**** TEXT PROVIDED ****

Proving that sometimes it’s best to quit while you are ahead, “The Expendables 3” is a bloated entry in the popular action franchise that should signal the end of the Sylvester Stallone revival.

Stallone returns as Barney Ross, the head of a group of hired mercenaries who secretly work for the government. 

When the group goes in to take down an arms dealer, they discover the man behind the deal is actually a face from the past – the man who helped start the expendables with Ross, Conrad Stonebanks (Mel Gibson).

Determined to take down Stonebanks, Ross hires a new set of expendables (including Ronda Rousey and Victor Ortiz). The plan doesn’t quite go as hoped, leading former members of the group (including Jason Statham and Wesley Snipes) to return for one final mission.

The first entry was like watching a famous band make one last tour about 20 years after they were big. This entry is watching that same band come out for a third encore, unaware that it is time to leave the stage.

“Expendables 3” confuses quantity with quality, throwing everyone from Harrison Ford and Kelsey Grammer to Arnold Schwarzenegger into the film in glorified cameos.

The addition of Gibson on paper feels like it should work, but he is never as fun on screen as he could have been – giving the film a dull villain who doesn’t stand out in a movie full of familiar faces.

The cast is overstuffed, but not as much as the action sequences – loud endless streams of gunfire that get rather repetitive over the film’s two-hour running time.

The ending hints at more films, perhaps even spin-offs, but I hope everyone involved realizes that this is no longer the campy fun it once was.

**** SOURCE MATERIAL ****

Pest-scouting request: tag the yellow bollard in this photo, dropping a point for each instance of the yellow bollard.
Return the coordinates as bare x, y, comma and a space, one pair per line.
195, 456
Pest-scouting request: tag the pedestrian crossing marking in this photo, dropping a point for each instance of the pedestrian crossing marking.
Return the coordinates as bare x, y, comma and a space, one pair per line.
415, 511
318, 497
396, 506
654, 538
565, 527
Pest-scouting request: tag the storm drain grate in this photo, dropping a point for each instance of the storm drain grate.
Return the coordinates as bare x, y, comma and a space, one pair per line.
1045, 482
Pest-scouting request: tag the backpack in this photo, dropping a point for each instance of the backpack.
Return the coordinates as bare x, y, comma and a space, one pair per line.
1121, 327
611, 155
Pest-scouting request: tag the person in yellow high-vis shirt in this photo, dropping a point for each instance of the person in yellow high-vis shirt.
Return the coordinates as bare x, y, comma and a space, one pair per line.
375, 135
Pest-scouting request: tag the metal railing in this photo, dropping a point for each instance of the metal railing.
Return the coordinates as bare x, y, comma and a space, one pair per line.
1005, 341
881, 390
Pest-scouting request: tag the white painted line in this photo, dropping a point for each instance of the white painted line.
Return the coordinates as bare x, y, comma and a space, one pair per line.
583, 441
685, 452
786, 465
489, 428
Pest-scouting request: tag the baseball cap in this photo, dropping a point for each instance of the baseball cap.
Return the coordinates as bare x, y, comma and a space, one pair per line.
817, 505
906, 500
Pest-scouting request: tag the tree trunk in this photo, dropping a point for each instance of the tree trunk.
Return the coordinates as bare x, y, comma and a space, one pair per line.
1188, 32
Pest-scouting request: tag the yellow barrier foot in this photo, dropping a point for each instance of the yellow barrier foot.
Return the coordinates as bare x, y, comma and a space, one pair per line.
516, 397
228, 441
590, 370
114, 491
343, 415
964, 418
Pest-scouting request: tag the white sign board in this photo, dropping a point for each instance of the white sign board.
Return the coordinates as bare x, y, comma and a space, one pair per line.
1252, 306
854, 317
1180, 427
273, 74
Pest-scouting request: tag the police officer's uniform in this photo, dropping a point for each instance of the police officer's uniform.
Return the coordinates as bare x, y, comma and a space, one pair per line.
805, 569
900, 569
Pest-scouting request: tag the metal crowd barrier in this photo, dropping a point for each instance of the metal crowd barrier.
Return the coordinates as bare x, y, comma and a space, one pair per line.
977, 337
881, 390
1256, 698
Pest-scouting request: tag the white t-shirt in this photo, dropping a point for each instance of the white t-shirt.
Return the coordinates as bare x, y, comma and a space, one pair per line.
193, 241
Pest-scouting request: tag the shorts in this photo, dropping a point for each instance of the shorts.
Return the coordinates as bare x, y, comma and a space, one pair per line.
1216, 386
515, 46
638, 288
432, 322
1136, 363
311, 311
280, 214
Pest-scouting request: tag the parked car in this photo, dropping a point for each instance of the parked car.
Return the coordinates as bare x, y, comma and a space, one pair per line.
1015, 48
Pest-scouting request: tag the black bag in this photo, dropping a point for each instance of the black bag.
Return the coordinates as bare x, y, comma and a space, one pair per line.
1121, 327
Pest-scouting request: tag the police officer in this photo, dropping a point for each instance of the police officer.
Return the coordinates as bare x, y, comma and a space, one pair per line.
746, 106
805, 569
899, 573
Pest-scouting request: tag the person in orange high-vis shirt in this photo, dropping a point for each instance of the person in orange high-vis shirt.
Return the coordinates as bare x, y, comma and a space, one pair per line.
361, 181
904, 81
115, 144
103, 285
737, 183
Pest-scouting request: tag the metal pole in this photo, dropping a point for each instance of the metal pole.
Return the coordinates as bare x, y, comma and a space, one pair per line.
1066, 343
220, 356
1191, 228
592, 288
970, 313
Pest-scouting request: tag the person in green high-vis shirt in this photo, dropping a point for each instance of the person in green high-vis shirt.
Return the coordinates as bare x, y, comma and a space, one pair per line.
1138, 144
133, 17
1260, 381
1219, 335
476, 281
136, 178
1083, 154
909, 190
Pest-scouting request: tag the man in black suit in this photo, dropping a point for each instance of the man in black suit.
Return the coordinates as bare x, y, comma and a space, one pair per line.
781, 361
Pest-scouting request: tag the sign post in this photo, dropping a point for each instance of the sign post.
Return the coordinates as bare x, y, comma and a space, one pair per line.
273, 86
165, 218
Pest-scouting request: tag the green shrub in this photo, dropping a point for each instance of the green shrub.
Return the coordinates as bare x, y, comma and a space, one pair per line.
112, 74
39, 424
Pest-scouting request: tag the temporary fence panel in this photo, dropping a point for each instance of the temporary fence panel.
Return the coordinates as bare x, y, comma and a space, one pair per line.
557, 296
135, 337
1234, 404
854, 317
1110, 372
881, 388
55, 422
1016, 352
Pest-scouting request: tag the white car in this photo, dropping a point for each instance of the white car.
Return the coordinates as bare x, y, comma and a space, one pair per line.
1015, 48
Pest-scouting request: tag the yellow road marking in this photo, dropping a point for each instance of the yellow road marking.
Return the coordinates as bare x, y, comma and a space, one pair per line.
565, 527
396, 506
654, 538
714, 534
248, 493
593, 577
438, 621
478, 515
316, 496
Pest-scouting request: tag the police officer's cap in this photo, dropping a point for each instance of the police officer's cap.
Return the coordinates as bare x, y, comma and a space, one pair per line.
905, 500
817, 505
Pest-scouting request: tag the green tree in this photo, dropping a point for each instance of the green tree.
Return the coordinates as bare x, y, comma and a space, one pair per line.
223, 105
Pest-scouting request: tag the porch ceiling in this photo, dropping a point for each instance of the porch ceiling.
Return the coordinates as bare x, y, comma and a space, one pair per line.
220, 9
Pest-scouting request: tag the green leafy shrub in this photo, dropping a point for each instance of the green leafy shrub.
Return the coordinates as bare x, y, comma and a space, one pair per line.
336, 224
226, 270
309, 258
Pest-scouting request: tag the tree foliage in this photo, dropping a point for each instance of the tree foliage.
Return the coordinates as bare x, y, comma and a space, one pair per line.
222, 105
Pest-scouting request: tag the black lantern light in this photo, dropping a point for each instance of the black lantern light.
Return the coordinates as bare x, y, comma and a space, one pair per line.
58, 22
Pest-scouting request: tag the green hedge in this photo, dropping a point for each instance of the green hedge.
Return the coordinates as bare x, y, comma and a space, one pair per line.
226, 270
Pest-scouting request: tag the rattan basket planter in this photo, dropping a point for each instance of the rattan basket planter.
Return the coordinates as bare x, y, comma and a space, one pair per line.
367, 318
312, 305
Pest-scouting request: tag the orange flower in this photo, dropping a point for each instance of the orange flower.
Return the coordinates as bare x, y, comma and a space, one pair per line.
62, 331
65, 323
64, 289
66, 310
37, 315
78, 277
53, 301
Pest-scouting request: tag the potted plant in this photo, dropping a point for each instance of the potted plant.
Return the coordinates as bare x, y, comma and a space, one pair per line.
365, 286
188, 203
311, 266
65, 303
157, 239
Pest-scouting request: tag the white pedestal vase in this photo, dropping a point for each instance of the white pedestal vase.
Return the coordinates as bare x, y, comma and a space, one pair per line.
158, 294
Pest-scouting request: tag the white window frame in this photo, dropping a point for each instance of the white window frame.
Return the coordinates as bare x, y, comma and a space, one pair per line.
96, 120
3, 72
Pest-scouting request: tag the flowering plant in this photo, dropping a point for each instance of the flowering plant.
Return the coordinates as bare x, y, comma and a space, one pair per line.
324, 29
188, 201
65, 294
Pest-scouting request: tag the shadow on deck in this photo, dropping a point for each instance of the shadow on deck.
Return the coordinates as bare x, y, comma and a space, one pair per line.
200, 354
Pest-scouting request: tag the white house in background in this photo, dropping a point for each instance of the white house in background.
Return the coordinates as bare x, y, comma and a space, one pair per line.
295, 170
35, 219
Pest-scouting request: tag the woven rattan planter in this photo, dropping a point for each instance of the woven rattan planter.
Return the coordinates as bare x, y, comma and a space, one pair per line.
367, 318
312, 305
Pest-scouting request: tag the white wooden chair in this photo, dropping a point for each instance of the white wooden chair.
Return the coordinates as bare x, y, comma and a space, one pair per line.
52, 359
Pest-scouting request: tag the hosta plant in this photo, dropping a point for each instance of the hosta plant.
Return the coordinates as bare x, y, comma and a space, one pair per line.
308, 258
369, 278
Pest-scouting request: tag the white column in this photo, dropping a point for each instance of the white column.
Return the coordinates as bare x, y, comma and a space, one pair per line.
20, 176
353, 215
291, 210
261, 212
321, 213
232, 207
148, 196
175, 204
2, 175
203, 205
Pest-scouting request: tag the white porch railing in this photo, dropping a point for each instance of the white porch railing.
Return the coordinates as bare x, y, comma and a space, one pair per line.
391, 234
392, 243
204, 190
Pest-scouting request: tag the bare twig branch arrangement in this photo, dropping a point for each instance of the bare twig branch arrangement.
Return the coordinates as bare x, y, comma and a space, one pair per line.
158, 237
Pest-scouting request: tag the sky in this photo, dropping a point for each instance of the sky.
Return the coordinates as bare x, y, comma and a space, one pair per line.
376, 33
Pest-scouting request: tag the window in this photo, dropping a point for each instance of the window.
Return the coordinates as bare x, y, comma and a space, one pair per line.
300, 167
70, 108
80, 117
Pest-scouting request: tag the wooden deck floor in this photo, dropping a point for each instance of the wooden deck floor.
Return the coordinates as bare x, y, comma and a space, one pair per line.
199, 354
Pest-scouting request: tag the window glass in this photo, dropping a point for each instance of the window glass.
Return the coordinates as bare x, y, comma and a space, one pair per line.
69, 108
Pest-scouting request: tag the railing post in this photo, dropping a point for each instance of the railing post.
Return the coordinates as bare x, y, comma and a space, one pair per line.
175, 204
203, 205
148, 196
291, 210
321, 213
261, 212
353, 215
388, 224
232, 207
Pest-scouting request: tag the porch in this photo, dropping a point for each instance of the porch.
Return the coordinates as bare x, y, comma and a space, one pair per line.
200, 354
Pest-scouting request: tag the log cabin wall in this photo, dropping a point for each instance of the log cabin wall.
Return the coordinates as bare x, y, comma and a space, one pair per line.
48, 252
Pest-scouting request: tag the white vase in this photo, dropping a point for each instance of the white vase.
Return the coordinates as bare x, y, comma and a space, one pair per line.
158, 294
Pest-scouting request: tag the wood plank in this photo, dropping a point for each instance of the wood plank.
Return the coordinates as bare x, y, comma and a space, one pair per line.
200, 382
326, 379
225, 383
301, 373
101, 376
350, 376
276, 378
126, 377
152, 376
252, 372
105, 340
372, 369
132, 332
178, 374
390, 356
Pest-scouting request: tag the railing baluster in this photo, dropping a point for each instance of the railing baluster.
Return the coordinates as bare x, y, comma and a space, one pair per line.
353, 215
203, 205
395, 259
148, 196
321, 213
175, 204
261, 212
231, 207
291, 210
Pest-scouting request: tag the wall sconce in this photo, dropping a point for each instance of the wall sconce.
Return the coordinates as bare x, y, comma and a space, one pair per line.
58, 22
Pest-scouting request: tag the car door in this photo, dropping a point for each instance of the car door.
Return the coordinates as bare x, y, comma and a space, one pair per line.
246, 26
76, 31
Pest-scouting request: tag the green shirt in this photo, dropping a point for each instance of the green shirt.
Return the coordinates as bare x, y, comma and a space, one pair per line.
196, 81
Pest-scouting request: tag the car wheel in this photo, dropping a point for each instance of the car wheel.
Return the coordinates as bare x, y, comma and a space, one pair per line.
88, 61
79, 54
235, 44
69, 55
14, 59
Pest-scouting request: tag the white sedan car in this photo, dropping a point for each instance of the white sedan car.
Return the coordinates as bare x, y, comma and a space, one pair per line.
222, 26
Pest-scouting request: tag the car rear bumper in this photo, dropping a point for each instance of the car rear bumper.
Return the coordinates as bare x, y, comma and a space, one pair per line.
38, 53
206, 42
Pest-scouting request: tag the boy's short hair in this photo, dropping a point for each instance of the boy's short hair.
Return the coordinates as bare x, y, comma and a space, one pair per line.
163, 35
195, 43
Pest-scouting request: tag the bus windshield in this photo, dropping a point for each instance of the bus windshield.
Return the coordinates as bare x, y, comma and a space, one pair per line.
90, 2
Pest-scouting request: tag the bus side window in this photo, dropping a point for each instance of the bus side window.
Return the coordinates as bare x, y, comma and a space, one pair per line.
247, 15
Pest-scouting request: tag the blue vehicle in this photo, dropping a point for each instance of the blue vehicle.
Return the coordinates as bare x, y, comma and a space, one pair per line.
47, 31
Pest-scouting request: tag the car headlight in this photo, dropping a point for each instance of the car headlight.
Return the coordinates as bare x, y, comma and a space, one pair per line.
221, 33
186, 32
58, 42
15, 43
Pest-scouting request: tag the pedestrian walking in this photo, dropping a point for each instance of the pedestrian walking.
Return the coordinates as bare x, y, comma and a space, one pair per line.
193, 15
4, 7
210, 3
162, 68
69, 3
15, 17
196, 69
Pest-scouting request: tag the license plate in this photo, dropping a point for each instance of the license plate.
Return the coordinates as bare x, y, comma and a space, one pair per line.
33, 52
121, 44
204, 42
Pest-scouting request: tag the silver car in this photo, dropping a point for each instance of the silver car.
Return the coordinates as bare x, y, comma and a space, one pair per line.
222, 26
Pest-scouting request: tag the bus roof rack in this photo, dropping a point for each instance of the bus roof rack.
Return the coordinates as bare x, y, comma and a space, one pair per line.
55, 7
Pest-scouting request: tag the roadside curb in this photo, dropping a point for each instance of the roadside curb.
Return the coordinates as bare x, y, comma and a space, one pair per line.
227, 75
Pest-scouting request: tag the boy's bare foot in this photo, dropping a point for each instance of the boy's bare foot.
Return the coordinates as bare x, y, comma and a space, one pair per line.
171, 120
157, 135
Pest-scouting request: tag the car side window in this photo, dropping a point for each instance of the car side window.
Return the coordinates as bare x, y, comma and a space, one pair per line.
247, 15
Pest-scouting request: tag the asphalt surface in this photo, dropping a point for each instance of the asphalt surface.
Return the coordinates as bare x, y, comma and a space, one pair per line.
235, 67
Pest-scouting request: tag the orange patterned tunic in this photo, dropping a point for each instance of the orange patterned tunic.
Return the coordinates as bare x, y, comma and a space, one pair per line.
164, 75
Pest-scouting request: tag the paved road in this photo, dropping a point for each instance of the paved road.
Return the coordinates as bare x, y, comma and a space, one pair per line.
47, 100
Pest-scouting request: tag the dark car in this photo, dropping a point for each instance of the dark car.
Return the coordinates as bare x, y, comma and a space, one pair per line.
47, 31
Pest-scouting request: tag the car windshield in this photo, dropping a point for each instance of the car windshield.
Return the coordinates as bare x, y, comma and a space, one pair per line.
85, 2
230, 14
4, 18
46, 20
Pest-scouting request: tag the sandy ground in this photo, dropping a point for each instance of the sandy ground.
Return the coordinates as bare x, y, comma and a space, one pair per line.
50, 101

****

**EXERCISES**.
1. In the review of "The Expendables 3," who plays Conrad Stonebanks?
2. Retype the review of "The Expendables 3" from "The cast is" down to "two-hour running time.".
3. Write what comes next in the review of "The Expendables 3," picking up after its final sentence.

**RESULTS FOR THE EXERCISE**.
1. Mel Gibson

2.
The cast is overstuffed, but not as much as the action sequences – loud endless streams of gunfire that get rather repetitive over the film’s two-hour running time.

3.
Also in theaters

A more low-key release this week, the quirky romantic comedy “What If” (C+), is predictable but nearly works because of its very charming leads.

Daniel Radcliffe continues to break away from his Harry Potter days playing Wallace, a medical school dropout who has been burned in relationships so many times that he no longer believes in love.

That changes when he meets Chantry (Zoe Kazan), a bright animator Wallace is instantly attracted to but can’t pursue because she is in a long-term relationship.

The two do agree to strike up a friendship, which works at first before Wallace starts to wonder if maybe the two should be more than friends.

This is the kind of film where the audience knows from the beginning that the two characters should be together, but the script keeps throwing roadblocks in the way.

To Radcliffe and Kazan’s credits they are really good, bringing a charming chemistry that nearly saves the film.

Wallace’s friend Allan (Adam Driver) and his girlfriend (Jemima Rooper) also give “What If” an added boost, but Elan Mastai’s screenplay can’t overcome the traditional romantic comedy formulas.

The result is a film that has a bit of charm but leaves audiences wondering what if these actors could have gotten better material.

“What If” is rated PG-13 for sexual content, including references throughout, partial nudity and language and is now playing at the Regal Greenwood Mall Stadium 10.